Text shown:
____________

Standard Notes - Docker self-hosted alternative for all your note needs

Not another one of those notes apps am I, right? I mean we have Synology Note Station, a globally popular Evernote, Apple Notes, Bear app, and a million others, so what makes Standard Notes special?

Notes? Who needs a notes app...?​


Before I write a bit why this article should make sense, in case you are not interested in what I have to say and are looking for the know-how of running this on your own Docker (Synology) platform, jump down to the "Requirements" section.

Standard Notes - Docker self-hosted alternative for all your note needs

Key features of Standard Notes
Standard Notes - Docker self-hosted alternative for all your note needs

More features can be unlocked with extensions (also free and covered by this tutorial)

As you can see from the images above, SN offers a lot. From a modern minimalistic look to a full mobile and desktop app, along with 2FA support, FaceID, and super fast sync service that just works.

You can host it yourself, preserving the data 100% on-site, access it anywhere from a web browser app connected to your server. Brilliant, just as Bitwarden setup is for passwords.

SN offers also a paid solution unless you don't feel up to it hosting it yourself and offers about 30 extensions at the moment to make your instance even more powerful than a simple notes app.

With its spartan looks and features, out of the box, you get a free note-taking app with sync. More than enough for the majority of people. If you are looking a bit more, like support for markdown, code, themes, 2Fa, etc, then you will need to either pay a small monthly fee or host them yourself.

This article will show you how to make it all happen and run it inside Docker on your Synology NAS along with (also free and open-source) all extensions that SN offers.


Continue reading...
 
Now I'm in! I've set up a Ubuntu VM, installed Visual Studio Code and learned how to create a docker image. The docker image is built upon the freely available extensions sources, the source files you @Rusty already used, and the nginx image from Docker Hub.

Honestly, this was an easy task. At the end, I got a running extension container that could be used in the SN web app as w,ell as on Android and in the Windows app. The container is of course running on my Synology NAS.

One question to the audience: After building the image, I had to save/export the image using command docker save or docker export on Ubuntu. The exported binaries where then loaded into docker on my Synology using docker load command.

I did not want to mess around with any docker repository so far, however, the current process with loading the docker image directly, has got one caveat: The running container does not show up on Synology docker admin app.

So has anybody an advice on how to do better image/container handling so that it can be administrated with Synology docker admin? Do I have to mandatory use Docker Hub?
 
Well done m8!

As far as using the image and the fact that it should be visible inside docker ui, I have done a few images in the past but I don’t recall anything special for it to be visible in Syno ui.

Truth be told I did build it up on the synology docker end if that makes any difference. Still, I have export that image and used it on several other devices (remote) and once it was loaded it again showed up just fine.
 
Make sure to not expose this image registry to the internet, as it has not authentification/authorization build in. If no personal details are embedded in the image, why not push it straight to dockerhub? The process to push images to dockerhub slightly deviates from pushing them to a private docker registery. For the private registry, you would need to tag your image with fqdn:port/group/repo:tag, for dockerhub you would just tag your images with user/repo:tag, then use your docker account (if non exists, create one -> it's free) to perform a docker login, then use docker push ${whatever you used to tag your image} to actualy push it.

____________

Given information:

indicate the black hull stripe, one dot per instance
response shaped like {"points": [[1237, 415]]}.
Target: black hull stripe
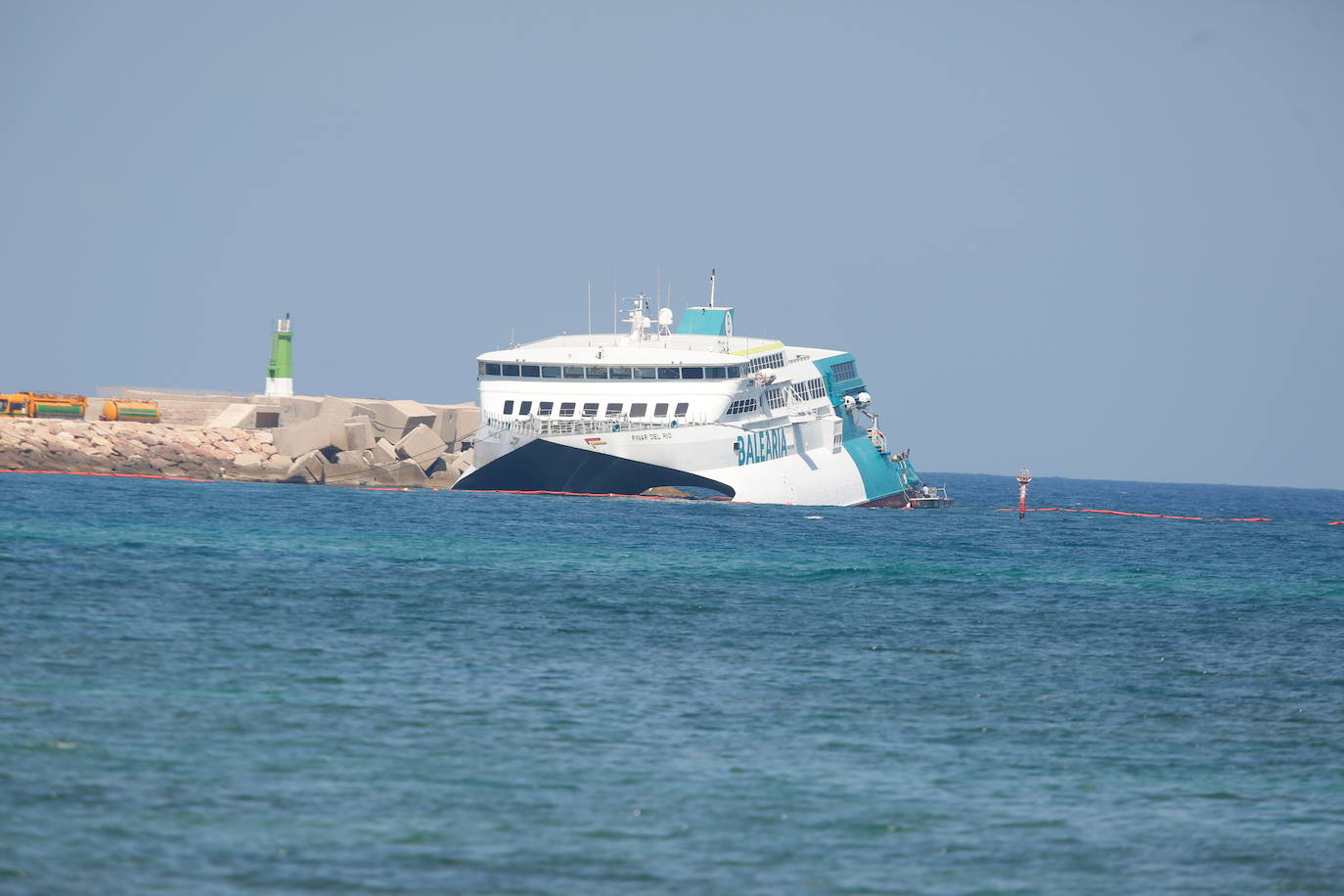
{"points": [[546, 467]]}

____________

Tasks for this exercise:
1. Reproduce the part of the Standard Notes text that opens with the words containing "This article will" and closes with "my Synology NAS.".
2. Resume the text about self-hosting Standard Notes, starting after its last sentence.

Task responses:
1.
This article will show you how to make it all happen and run it inside Docker on your Synology NAS along with (also free and open-source) all extensions that SN offers.


Continue reading...
 
Now I'm in! I've set up a Ubuntu VM, installed Visual Studio Code and learned how to create a docker image. The docker image is built upon the freely available extensions sources, the source files you @Rusty already used, and the nginx image from Docker Hub.

Honestly, this was an easy task. At the end, I got a running extension container that could be used in the SN web app as w,ell as on Android and in the Windows app. The container is of course running on my Synology NAS.

2.
If you want to host your images localy, your might want to take a look at the jfrog container registry or harbor. Even though it seems like are ment to be used with Kubernetes, they work perfectly fine with good old Docker.
 
Make sure to not expose this image registry to the internet, as it has not authentification/authorization build in.
As far as I've read somewhere there is also a config setting in SN that can prevent further registrations...
-- post merged: --

Updated the article with docker-compose section for running extensions.
In your update you used two different sources for the extensions, IMO: the composer file uses mtoohey/standard notes-extensions and later on you mentioned the extensions from iganeshk - Overview.

Is this by intention?
 
As far as I've read somewhere there is also a config setting in SN that can prevent further registrations...
I am not sure what SN is, though unlike the other two products I mentioned, the Docker Registry ist just the simple core service without any management UI. You might want to check Deploy a registry server to get an idea of what's possible. If you not intend open it up to the internet, the Docker Registry is just fine and gets the job done.
 
I am not sure what SN is, though unlike the other two products I mentioned, the Docker Registry ist just the simple core service without any management UI. You might want to check Deploy a registry server to get an idea of what's possible. If you not intend open it up to the internet, the Docker Registry is just fine and gets the job done.
SN=Standard Notes and as motioned here arugifa/standardnotes-server-docker , you obviously can set an option to disable user registration.
 
Is this by intention?
Yes. The yaml files remain the same regardless the method of deployment (web station hosting or docker). Just wanted to show that it can work. The docker version is just there to make the volume for the extensions using the source files from the repository that I introduced in the entire extensions section.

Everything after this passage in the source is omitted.